--- STUDY MATERIAL ---

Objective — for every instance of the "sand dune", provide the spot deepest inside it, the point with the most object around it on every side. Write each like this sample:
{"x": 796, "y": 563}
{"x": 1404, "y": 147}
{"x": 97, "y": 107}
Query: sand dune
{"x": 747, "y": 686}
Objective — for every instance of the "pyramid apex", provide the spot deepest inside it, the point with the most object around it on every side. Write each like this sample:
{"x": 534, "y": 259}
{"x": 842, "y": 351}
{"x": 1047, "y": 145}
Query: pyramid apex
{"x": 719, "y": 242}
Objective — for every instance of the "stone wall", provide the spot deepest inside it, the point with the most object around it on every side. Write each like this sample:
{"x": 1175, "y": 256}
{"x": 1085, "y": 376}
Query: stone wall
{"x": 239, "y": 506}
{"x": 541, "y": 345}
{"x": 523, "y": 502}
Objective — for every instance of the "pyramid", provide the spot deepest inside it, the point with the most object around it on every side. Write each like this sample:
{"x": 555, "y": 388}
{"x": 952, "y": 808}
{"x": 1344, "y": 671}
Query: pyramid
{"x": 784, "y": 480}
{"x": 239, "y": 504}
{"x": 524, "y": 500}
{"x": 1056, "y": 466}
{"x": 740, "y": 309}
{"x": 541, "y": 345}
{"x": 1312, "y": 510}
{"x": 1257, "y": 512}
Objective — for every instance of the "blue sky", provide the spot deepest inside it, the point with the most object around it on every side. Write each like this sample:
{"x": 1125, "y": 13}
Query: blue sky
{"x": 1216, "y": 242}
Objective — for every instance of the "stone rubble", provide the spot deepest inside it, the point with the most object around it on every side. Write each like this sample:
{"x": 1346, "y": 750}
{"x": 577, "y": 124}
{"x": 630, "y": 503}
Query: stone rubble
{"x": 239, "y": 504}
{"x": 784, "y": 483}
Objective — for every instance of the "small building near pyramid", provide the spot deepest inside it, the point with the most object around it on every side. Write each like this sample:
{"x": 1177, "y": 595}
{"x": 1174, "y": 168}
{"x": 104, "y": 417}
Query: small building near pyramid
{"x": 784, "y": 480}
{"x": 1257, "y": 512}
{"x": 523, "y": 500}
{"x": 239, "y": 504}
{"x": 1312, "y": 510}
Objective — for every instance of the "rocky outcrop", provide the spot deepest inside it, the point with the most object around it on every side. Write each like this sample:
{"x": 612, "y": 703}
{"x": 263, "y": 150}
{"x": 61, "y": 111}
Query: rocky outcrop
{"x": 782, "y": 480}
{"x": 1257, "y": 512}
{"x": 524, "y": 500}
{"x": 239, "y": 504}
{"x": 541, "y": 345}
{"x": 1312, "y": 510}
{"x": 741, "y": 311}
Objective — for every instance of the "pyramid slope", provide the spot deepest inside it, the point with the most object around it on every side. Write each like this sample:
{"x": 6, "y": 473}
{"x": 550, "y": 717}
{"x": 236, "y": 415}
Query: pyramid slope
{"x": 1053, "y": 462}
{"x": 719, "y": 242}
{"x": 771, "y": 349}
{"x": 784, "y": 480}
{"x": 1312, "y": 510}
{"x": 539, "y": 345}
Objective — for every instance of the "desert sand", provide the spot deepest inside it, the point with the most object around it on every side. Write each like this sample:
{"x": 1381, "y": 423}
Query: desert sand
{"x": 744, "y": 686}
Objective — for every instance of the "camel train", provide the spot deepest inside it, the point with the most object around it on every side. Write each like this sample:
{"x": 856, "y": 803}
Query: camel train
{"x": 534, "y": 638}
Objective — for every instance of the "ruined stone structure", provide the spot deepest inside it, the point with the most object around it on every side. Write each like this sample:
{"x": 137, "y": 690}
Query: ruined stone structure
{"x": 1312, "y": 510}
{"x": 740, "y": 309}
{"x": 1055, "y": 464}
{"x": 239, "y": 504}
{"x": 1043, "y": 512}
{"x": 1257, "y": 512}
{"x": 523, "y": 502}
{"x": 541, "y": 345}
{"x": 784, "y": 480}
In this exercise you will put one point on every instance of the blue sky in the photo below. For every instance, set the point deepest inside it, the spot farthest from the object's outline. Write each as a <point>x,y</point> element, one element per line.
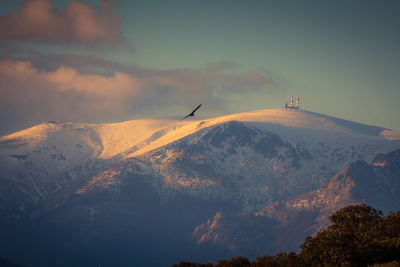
<point>341,57</point>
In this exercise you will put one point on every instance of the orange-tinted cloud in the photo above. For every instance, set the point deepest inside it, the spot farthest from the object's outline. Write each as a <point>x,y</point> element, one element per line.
<point>78,23</point>
<point>30,95</point>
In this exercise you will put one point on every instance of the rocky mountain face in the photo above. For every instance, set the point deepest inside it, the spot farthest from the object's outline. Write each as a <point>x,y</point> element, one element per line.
<point>376,184</point>
<point>155,192</point>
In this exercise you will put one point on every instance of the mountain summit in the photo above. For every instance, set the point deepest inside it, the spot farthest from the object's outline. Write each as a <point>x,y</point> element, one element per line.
<point>135,182</point>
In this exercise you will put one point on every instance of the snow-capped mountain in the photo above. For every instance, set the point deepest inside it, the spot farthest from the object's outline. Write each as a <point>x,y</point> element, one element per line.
<point>286,224</point>
<point>167,176</point>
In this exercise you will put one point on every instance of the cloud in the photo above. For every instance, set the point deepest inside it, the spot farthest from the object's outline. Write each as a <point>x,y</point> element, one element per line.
<point>30,94</point>
<point>39,20</point>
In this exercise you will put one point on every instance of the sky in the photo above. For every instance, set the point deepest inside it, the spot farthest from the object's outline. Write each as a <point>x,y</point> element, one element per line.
<point>105,61</point>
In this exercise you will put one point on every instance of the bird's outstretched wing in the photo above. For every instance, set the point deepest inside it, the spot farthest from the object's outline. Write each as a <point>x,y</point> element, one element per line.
<point>191,113</point>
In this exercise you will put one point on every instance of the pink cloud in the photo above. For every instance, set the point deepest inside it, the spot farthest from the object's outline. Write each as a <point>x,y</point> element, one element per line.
<point>78,23</point>
<point>30,95</point>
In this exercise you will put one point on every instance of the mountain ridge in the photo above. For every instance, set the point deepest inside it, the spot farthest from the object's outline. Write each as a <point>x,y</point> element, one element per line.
<point>142,179</point>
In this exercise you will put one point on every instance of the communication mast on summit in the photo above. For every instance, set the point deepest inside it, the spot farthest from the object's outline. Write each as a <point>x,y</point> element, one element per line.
<point>292,105</point>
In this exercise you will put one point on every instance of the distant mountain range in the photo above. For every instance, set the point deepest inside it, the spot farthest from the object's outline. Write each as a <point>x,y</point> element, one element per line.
<point>158,191</point>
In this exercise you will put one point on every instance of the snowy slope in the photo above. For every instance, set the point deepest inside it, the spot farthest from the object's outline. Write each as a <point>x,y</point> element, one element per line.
<point>46,158</point>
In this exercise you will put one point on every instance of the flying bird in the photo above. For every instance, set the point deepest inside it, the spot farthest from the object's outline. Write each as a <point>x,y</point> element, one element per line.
<point>192,113</point>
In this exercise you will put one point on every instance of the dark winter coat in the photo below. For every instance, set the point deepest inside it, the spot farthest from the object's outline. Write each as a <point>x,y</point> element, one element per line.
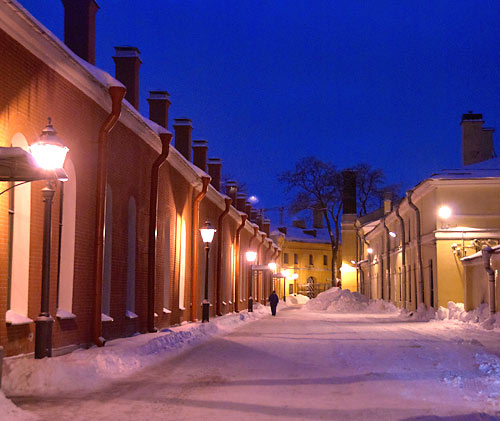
<point>273,300</point>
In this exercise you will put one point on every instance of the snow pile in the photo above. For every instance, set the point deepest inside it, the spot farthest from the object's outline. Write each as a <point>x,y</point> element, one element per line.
<point>422,314</point>
<point>297,299</point>
<point>11,412</point>
<point>336,300</point>
<point>96,367</point>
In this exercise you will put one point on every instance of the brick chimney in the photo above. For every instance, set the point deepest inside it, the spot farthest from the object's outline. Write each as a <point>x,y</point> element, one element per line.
<point>317,217</point>
<point>159,102</point>
<point>214,171</point>
<point>200,151</point>
<point>232,190</point>
<point>241,200</point>
<point>477,141</point>
<point>387,202</point>
<point>79,27</point>
<point>183,129</point>
<point>349,192</point>
<point>127,63</point>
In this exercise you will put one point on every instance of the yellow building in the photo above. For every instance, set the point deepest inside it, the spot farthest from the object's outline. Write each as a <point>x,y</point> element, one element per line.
<point>412,252</point>
<point>305,259</point>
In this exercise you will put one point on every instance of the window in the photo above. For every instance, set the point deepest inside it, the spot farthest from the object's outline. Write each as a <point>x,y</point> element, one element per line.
<point>108,235</point>
<point>19,243</point>
<point>131,256</point>
<point>67,243</point>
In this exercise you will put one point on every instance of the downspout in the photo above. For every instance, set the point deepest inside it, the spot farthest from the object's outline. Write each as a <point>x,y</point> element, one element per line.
<point>487,251</point>
<point>409,193</point>
<point>116,93</point>
<point>220,240</point>
<point>388,262</point>
<point>153,225</point>
<point>237,277</point>
<point>403,257</point>
<point>195,217</point>
<point>255,231</point>
<point>264,235</point>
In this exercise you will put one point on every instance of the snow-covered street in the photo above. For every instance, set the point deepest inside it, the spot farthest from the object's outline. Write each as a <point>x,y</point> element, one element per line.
<point>302,364</point>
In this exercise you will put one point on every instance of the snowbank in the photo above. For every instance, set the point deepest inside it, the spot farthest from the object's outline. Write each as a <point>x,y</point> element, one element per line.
<point>11,412</point>
<point>297,299</point>
<point>336,300</point>
<point>96,367</point>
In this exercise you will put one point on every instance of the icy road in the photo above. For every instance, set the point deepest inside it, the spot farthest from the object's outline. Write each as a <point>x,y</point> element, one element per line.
<point>306,365</point>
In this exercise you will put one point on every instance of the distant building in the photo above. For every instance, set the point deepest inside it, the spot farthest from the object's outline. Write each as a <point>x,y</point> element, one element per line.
<point>413,251</point>
<point>305,259</point>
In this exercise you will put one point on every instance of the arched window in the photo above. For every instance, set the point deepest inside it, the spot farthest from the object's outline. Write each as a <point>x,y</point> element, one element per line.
<point>67,243</point>
<point>19,247</point>
<point>131,256</point>
<point>166,271</point>
<point>108,236</point>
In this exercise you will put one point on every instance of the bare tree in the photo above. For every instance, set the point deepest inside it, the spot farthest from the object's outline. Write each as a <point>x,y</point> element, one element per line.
<point>317,185</point>
<point>370,187</point>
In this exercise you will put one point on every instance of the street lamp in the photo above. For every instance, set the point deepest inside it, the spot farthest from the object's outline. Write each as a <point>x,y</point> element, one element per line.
<point>251,256</point>
<point>207,234</point>
<point>49,154</point>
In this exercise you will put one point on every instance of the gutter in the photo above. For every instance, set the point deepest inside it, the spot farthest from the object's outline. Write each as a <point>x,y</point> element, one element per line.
<point>237,264</point>
<point>388,262</point>
<point>220,240</point>
<point>153,224</point>
<point>264,235</point>
<point>419,291</point>
<point>486,252</point>
<point>116,93</point>
<point>403,257</point>
<point>205,180</point>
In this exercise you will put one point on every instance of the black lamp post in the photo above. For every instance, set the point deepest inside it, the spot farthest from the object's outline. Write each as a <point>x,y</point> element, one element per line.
<point>49,154</point>
<point>207,234</point>
<point>251,256</point>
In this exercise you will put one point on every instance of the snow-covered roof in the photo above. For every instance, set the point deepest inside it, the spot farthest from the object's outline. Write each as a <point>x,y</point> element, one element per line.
<point>301,235</point>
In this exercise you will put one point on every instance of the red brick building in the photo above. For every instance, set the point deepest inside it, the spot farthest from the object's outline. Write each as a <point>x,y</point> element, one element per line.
<point>126,252</point>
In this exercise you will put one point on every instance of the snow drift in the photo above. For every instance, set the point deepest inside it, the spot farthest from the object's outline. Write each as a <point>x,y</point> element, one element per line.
<point>336,300</point>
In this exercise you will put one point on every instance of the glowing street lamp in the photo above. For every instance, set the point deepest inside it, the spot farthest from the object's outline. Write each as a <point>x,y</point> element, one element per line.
<point>49,154</point>
<point>251,256</point>
<point>207,235</point>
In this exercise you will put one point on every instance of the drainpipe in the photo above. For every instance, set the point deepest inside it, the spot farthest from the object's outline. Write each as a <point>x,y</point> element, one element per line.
<point>237,264</point>
<point>403,257</point>
<point>255,232</point>
<point>487,251</point>
<point>116,93</point>
<point>420,294</point>
<point>264,235</point>
<point>220,240</point>
<point>195,217</point>
<point>388,261</point>
<point>153,225</point>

---

EXERCISE DIRECTIONS ▸ What lines above contain the word "Objective"? Return each such line.

ANSWER FOR THIS EXERCISE ▸
Objective — for every instance of the "sand dune", provide the spot deepest inside it, the point with the most object around it on every side. Write each like this sample:
Objective — for every instance of the "pyramid apex", provide the spot deepest inside it, the point with the most object around it on every side. Write each like this sample:
Objective — for every instance of the "stone wall", provide the spot deepest inside it, the point with the most object around it on every side. Write each like this sample:
Objective — for every instance of the "pyramid", provide the spot deepest inside it, the point with the most object around it on every side. Write each like this sample:
Objective — for every instance of the "blue sky", provide the spot deepest inside it, the point with the most object around it on every side. Write each like this sample:
Objective — for every instance of the "stone rubble", provide the spot deepest inside it, the point with the most object around it on every side. Write each like this sample:
Objective — for every instance of the "small building near pyramid", provide the spot deepest inside it, the point with the most object around it on every side. Write each like this sample:
Objective — for every instance of the "rocky outcrop", provide the spot deepest inside it, the point with the most object around it on every side. Write each like this sample:
Objective — for every instance of the "pyramid slope", provide the spot deepest inside it, the point with the most object around it on every side. Write each like this sample:
Objective — for every instance of the "desert sand", provide the spot deepest inside it, the point with the most object around it on every side. Write each like this sample:
Objective — for every instance of the "camel train", provide the spot deepest inside it, the point with the most object around it on every side. Write each like this sample:
Objective — for every instance of the "ruined stone structure", provide the spot deepest inside it, the point with the most object around it on every side. Write each like this sample:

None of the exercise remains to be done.